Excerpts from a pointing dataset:
------------------------------------------------------------

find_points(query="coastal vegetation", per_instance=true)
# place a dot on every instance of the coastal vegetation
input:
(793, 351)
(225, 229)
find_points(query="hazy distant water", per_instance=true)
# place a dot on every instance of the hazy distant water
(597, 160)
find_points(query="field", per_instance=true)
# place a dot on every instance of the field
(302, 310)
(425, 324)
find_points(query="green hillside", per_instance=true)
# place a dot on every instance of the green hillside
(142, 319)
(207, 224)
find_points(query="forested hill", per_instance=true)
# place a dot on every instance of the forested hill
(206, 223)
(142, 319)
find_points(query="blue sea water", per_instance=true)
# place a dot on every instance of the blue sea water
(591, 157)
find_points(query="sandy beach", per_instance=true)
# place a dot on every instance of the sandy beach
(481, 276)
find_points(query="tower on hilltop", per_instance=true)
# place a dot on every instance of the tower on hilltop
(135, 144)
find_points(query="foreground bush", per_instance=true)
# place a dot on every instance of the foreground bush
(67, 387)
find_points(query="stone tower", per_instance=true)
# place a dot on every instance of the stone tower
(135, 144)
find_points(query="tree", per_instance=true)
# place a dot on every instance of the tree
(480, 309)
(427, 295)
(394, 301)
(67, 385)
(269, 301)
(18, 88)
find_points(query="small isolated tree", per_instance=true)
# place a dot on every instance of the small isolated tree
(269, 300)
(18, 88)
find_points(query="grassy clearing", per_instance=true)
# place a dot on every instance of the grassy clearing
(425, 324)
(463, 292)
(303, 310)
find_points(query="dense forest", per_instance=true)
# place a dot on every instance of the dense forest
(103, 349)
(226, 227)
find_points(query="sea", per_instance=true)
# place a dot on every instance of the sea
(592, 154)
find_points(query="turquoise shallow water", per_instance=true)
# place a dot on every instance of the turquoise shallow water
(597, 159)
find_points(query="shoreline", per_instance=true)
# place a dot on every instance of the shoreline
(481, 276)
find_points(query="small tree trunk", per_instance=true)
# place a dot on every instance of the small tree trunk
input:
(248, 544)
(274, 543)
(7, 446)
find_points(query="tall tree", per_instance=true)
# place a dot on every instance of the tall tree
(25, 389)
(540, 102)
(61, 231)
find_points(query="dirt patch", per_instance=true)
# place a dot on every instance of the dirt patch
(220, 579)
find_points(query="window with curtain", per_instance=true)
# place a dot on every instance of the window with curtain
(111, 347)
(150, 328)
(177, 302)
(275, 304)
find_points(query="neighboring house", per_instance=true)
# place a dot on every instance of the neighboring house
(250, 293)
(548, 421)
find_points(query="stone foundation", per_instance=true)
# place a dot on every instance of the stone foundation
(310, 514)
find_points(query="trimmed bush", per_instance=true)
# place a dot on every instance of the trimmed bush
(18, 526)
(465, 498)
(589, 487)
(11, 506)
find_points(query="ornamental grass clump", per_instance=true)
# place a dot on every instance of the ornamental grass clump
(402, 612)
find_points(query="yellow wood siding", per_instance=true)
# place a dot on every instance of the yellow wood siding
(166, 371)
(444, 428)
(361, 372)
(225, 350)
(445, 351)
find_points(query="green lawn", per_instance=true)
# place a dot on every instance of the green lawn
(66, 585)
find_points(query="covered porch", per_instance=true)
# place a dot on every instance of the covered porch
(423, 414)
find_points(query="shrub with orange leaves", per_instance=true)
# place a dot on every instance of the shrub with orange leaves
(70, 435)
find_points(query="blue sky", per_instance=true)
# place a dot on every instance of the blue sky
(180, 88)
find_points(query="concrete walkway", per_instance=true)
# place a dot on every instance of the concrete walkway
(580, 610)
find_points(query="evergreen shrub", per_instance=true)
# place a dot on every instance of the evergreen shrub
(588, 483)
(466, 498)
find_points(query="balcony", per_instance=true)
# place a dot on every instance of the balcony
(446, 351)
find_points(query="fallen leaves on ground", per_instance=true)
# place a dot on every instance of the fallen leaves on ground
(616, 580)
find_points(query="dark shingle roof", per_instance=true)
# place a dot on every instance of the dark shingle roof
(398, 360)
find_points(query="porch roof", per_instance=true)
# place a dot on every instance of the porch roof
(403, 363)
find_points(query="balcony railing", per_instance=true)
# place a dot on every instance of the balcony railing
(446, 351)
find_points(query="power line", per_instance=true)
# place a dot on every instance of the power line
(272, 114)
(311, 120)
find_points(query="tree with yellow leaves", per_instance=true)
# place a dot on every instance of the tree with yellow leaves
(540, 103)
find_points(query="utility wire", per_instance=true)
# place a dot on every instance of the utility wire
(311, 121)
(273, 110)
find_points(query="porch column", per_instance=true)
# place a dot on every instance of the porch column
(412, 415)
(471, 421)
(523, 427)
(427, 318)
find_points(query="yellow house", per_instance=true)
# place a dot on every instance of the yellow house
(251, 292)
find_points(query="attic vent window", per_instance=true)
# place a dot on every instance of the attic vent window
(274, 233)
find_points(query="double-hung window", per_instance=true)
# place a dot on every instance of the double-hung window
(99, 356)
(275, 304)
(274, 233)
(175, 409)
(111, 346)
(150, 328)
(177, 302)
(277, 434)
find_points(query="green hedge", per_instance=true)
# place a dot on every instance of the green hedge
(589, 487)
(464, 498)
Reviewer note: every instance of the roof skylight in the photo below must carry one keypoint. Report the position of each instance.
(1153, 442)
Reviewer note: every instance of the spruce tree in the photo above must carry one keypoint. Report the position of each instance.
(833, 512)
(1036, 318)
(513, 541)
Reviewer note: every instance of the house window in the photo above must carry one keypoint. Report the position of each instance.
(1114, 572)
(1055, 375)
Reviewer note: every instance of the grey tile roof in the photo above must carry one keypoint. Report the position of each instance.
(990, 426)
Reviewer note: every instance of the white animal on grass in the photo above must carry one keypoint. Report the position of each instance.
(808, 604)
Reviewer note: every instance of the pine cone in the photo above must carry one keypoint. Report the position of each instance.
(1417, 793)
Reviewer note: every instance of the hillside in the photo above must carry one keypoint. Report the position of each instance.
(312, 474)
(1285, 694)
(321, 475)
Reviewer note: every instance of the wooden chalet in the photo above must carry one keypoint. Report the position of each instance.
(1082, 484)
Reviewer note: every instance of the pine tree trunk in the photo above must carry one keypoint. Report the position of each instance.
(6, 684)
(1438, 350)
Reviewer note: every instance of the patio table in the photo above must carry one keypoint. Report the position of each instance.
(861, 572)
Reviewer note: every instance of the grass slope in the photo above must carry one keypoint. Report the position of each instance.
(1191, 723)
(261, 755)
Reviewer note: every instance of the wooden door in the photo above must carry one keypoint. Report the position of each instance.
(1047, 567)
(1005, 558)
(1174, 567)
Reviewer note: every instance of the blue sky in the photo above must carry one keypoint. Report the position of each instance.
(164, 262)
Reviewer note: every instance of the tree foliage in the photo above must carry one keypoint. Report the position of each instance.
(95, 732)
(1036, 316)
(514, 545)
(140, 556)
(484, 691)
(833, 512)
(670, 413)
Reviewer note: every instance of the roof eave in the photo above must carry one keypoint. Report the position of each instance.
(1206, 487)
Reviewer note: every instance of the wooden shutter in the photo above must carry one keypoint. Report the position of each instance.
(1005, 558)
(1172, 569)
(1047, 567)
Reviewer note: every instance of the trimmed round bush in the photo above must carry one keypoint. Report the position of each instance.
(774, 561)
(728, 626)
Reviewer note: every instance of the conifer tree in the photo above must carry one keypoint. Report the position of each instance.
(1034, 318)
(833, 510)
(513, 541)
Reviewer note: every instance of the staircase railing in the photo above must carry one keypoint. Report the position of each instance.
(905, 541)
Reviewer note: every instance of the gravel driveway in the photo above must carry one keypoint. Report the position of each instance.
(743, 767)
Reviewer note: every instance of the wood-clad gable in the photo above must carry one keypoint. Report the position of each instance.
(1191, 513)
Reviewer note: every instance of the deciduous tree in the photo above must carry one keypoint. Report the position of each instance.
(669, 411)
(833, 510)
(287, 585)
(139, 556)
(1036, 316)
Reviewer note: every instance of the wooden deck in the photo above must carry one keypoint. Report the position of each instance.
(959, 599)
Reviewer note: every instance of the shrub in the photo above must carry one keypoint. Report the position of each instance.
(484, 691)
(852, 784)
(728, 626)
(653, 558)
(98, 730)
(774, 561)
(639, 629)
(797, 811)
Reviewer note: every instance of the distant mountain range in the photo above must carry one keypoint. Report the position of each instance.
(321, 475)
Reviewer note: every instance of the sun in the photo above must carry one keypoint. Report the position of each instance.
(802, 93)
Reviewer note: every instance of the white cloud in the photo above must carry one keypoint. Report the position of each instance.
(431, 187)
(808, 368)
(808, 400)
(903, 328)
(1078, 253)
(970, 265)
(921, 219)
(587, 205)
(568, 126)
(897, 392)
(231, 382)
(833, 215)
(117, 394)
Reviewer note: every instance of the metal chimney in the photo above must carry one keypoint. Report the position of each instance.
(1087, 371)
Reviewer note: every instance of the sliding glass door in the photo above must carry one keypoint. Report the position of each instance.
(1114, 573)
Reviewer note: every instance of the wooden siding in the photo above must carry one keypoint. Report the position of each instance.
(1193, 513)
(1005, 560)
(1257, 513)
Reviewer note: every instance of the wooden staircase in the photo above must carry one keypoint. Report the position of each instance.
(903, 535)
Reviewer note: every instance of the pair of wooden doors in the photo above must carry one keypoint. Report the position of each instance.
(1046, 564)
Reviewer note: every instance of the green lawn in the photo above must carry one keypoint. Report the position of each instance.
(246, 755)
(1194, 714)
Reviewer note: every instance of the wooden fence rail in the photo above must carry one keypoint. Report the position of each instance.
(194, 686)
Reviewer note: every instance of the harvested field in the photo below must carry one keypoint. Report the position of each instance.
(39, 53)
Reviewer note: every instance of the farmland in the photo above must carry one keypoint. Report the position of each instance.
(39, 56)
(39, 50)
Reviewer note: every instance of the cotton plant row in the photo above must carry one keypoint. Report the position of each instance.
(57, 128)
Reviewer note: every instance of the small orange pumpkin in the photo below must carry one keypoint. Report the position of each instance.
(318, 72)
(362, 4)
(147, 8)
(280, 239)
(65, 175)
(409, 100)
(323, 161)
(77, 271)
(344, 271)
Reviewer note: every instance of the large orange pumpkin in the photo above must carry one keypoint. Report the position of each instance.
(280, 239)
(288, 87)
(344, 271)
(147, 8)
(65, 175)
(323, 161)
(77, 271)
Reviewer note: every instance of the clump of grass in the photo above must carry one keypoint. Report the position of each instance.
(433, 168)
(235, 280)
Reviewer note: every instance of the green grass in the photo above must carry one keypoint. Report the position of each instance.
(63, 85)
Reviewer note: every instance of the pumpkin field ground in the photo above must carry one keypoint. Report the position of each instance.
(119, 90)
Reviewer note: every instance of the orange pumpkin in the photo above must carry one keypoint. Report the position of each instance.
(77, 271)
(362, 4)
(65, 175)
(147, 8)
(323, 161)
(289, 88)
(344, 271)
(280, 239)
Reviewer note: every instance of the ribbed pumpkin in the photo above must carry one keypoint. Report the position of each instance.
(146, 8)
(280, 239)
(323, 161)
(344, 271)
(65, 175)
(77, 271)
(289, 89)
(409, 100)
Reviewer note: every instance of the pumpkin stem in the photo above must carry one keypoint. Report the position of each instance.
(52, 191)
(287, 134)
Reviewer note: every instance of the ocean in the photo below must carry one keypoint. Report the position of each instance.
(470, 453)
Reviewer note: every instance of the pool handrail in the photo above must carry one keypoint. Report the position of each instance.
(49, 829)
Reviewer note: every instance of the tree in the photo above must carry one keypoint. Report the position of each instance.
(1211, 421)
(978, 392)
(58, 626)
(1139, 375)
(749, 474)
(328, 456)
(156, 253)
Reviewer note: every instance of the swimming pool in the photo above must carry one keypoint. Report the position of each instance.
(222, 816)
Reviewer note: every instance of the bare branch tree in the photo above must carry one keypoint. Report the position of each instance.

------------------------------------------------------------

Copy out the data word for word, from the line containing "Reviewer note: every instance of the pool" through the end of the data.

> _Exercise output_:
Reviewer note: every instance of the pool handrail in the photo above must carry one keypoint. Report the position of each instance.
(49, 829)
Reviewer note: every instance of the tree in the photo above must carry one keypoint. Report the position of each instance.
(1211, 421)
(978, 392)
(58, 626)
(1139, 375)
(749, 474)
(328, 456)
(156, 253)
Reviewer note: every instance of the swimming pool in the photo above must carry one keypoint. Report the position of each instance.
(222, 816)
Reviewer note: every instance of the bare branch tree in the photo above must carry one keypoint. Report the position of each instance.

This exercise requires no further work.